TAREFA A CUMPRIR – Nos dados abaixo, substitua "one dot per instance" por "one point per instance" e reproduza todas as linhas sem nenhuma outra alteração.
────────
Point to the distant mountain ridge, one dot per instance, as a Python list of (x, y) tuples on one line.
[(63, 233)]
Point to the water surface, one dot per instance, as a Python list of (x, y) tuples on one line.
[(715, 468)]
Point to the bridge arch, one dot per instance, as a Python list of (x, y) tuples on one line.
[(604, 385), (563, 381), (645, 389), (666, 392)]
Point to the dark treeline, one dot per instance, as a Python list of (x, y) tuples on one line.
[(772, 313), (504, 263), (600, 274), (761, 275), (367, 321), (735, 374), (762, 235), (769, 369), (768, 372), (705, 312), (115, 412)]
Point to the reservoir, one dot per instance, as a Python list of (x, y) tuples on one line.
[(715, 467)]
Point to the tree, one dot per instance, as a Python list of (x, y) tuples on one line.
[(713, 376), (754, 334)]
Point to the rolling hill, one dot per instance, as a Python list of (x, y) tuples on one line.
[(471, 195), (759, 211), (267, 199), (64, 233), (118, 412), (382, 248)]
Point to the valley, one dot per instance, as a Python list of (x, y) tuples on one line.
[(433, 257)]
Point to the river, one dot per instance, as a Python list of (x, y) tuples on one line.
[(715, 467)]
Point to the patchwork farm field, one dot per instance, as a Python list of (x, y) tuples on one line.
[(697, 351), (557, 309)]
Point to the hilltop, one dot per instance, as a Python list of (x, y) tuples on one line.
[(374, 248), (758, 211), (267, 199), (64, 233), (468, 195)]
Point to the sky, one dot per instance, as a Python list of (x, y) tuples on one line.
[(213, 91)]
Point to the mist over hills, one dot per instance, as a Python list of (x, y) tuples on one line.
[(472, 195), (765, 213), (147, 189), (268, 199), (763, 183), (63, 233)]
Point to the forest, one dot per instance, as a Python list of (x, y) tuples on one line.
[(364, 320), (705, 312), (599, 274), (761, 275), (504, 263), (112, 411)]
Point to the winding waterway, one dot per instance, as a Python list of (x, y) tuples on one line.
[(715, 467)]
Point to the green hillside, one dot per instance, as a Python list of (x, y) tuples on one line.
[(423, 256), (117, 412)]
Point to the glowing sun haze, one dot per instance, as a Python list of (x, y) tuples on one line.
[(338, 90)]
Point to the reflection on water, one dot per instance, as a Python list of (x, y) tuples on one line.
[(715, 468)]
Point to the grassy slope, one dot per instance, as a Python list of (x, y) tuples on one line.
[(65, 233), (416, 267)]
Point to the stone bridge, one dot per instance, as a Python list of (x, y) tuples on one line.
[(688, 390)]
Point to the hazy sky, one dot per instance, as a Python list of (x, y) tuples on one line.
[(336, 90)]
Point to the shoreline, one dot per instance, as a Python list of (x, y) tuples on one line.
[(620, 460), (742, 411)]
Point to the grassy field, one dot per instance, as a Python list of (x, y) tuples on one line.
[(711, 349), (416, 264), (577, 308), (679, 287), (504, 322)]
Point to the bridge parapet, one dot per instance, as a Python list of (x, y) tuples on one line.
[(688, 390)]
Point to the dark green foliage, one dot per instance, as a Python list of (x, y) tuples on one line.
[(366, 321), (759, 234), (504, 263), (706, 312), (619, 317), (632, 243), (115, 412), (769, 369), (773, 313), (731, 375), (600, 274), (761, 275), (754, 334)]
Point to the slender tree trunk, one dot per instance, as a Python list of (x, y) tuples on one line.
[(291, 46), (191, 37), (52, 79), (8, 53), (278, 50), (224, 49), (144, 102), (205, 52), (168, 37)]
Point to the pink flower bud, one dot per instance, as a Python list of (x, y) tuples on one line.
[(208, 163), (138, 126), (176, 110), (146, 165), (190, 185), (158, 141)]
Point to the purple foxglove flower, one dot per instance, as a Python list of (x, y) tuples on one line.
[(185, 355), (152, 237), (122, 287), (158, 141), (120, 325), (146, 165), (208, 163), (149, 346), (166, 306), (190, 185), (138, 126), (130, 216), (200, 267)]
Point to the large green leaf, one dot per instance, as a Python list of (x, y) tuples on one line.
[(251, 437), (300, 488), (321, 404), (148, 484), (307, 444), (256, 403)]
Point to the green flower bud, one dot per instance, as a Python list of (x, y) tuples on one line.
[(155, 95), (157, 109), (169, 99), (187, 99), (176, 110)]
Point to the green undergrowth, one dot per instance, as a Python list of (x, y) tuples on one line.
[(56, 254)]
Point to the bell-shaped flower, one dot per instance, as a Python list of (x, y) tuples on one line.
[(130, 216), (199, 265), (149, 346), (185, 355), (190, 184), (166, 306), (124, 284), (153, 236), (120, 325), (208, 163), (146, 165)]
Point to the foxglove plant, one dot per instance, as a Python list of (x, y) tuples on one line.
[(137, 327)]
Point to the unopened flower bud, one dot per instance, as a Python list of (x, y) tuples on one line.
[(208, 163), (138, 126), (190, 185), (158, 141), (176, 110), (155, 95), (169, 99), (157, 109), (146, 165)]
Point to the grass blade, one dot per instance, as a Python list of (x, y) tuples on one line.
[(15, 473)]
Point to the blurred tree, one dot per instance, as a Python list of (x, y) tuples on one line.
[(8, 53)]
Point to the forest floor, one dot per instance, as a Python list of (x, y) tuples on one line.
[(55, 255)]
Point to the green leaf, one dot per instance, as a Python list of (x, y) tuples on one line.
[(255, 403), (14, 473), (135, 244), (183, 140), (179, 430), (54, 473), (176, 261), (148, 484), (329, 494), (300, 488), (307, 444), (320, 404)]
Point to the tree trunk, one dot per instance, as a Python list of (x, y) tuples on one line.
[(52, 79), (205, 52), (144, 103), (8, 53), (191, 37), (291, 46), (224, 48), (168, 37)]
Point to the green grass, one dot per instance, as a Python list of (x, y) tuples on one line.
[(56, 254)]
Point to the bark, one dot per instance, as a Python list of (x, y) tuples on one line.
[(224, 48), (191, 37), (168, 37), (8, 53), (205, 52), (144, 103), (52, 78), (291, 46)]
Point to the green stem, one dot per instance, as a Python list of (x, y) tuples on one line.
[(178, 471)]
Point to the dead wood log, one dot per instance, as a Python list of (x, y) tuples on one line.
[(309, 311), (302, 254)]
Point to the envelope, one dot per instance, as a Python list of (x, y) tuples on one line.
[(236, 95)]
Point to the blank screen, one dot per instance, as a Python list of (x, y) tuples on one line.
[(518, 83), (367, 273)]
────────
SOLUÇÃO –
Point to the distant mountain ridge, one point per instance, as a Python list of (x, y) tuples on one line.
[(63, 233)]
Point to the water surface, one point per instance, as a Python list of (x, y) tuples on one line.
[(715, 468)]
Point to the bridge arch, one point per instance, as a Python list of (x, y) tuples on one line.
[(604, 385), (563, 381), (645, 389), (666, 392)]
Point to the dark treeline, one point per instance, as a Python list of (x, y) tuples on one line.
[(772, 313), (504, 263), (600, 274), (761, 275), (367, 321), (735, 374), (762, 235), (769, 369), (768, 372), (705, 312), (115, 412)]
Point to the reservoir, one point per instance, as a Python list of (x, y) tuples on one line.
[(715, 467)]
Point to the tree, one point per instance, as a Python list of (x, y) tuples on one line.
[(713, 376), (754, 334)]
Point to the rolling hill, one point per instance, as a Python list of (x, y) tuples on one line.
[(471, 195), (759, 211), (267, 199), (64, 233), (118, 412), (382, 248)]
Point to the valley, one point per instance, as a Python list of (x, y) tuples on one line.
[(433, 257)]
Point to the river, one point per instance, as a Python list of (x, y) tuples on one line.
[(715, 467)]
Point to the patchwork farm field, one point per instance, as a Python list of (x, y) tuples on one line.
[(697, 351), (557, 309)]
Point to the hilltop, one point per instance, as a Python list of (x, y) tuples on one line.
[(374, 248), (758, 211), (267, 199), (64, 233), (468, 195)]
Point to the sky, one point per instance, as a Python list of (x, y) tuples on one line.
[(213, 91)]
Point to the mist over hills, one point per instance, as a Python list of (x, y) tuples on one line.
[(472, 195), (765, 213), (147, 189), (268, 199), (763, 183), (63, 233)]
Point to the forest, one point per instance, as a Python list of (x, y) tuples on one line.
[(364, 320), (705, 312), (599, 274), (761, 275), (504, 263), (112, 411)]
Point to the winding waterway, one point per instance, as a Python list of (x, y) tuples on one line.
[(715, 467)]
Point to the green hillside, one point per instance, as a Python list of (x, y) tuples on one line.
[(423, 256), (117, 412)]
Point to the glowing sun haze, one point per instance, as a Python list of (x, y) tuples on one line.
[(338, 90)]
Point to the reflection on water, one point per instance, as a Python list of (x, y) tuples on one line.
[(715, 468)]
Point to the grassy slope, one point per instance, as a Python list of (x, y) tuples on one line.
[(65, 233), (416, 267)]
Point to the stone bridge, one point per instance, as a Python list of (x, y) tuples on one line.
[(688, 390)]
Point to the hazy sky, one point per instance, as a Python list of (x, y) tuples on one line.
[(336, 90)]
Point to the shoreline, one point per instance, as a Python list of (x, y) tuples on one line.
[(620, 460), (742, 411)]
Point to the grassy field, one point per instance, as a Python list of (x, y) tuples on one line.
[(711, 349), (416, 264), (577, 308), (679, 287), (504, 322)]
Point to the bridge parapet, one point per instance, as a Python list of (x, y) tuples on one line.
[(688, 390)]
Point to the dark green foliage, one point per instance, as a Python list of (x, y) tuples on one line.
[(366, 321), (759, 234), (504, 263), (706, 312), (619, 317), (632, 243), (115, 412), (769, 369), (773, 313), (731, 375), (600, 274), (761, 275), (754, 334)]
Point to the slender tree trunk, one point per instance, as a Python list of (x, y) tuples on one line.
[(291, 46), (191, 37), (52, 79), (8, 53), (278, 50), (224, 49), (144, 102), (205, 52), (168, 37)]
Point to the pink flower bud, one point per instance, as a Python list of (x, y) tuples on one line.
[(208, 163), (138, 126), (176, 110), (146, 165), (190, 185), (158, 141)]
Point to the purple foxglove flower, one point per instance, as a Python list of (x, y) tuples on one line.
[(185, 355), (152, 237), (122, 287), (158, 141), (120, 325), (146, 165), (208, 163), (149, 346), (166, 306), (190, 185), (138, 126), (130, 216), (200, 267)]
Point to the large green leaf, one point per instance, as a Python list of (x, y) tuples on one line.
[(251, 437), (300, 488), (321, 404), (148, 484), (307, 444), (256, 403)]
Point to the green flower bud, one point per instance, as a Python list of (x, y) tuples on one line.
[(155, 95), (157, 109), (169, 99), (187, 99), (176, 110)]
Point to the green undergrowth, one point per instance, as a Python list of (x, y) tuples on one line.
[(56, 254)]
Point to the bell-shaped flower, one point per instance, as a Python list of (x, y) tuples on one line.
[(130, 216), (199, 265), (149, 346), (185, 355), (190, 184), (166, 306), (124, 284), (153, 236), (120, 325), (208, 163), (146, 165)]
Point to the foxglove plant, one point per instance, as a Python list of (x, y) tuples on one line.
[(137, 327)]
Point to the unopened flower bud, one point per instance, as a Python list of (x, y) tuples on one line.
[(208, 163), (138, 126), (190, 185), (158, 141), (176, 110), (155, 95), (169, 99), (157, 109), (146, 165)]
Point to the grass blade, one point per instance, as a Python list of (x, y) tuples on one line.
[(15, 473)]
Point to the blurred tree, one point per instance, as a Python list of (x, y) tuples on one line.
[(8, 53)]
Point to the forest floor, one point per instance, as a Python list of (x, y) tuples on one line.
[(55, 255)]
Point to the green leaf, one point per instance, as a Python list of (x, y) tuples on one line.
[(255, 403), (14, 473), (135, 244), (183, 140), (179, 430), (54, 473), (176, 261), (148, 484), (329, 494), (300, 488), (307, 444), (320, 404)]
Point to the tree trunk, one point per instance, as a Python list of (x, y) tuples on one line.
[(52, 79), (205, 52), (144, 103), (8, 53), (191, 37), (291, 46), (224, 48), (168, 37)]
Point to the green grass, one point per instance, as a Python list of (x, y) tuples on one line.
[(56, 254)]
Point to the bark, one point per instance, as a Python list of (x, y) tuples on one line.
[(224, 48), (191, 37), (168, 37), (8, 53), (205, 52), (144, 103), (52, 78), (291, 46)]
Point to the green stem, one point per instance, as a Python list of (x, y) tuples on one line.
[(178, 471)]
Point to the dead wood log, one point per instance, as a Python list of (x, y) tuples on one line.
[(309, 311), (302, 254)]
Point to the envelope, one point per instance, as a Python list of (x, y) tuples on one line.
[(236, 95)]
Point to the blank screen, one point per instance, as a Python list of (x, y) tuples on one line.
[(518, 83), (367, 273)]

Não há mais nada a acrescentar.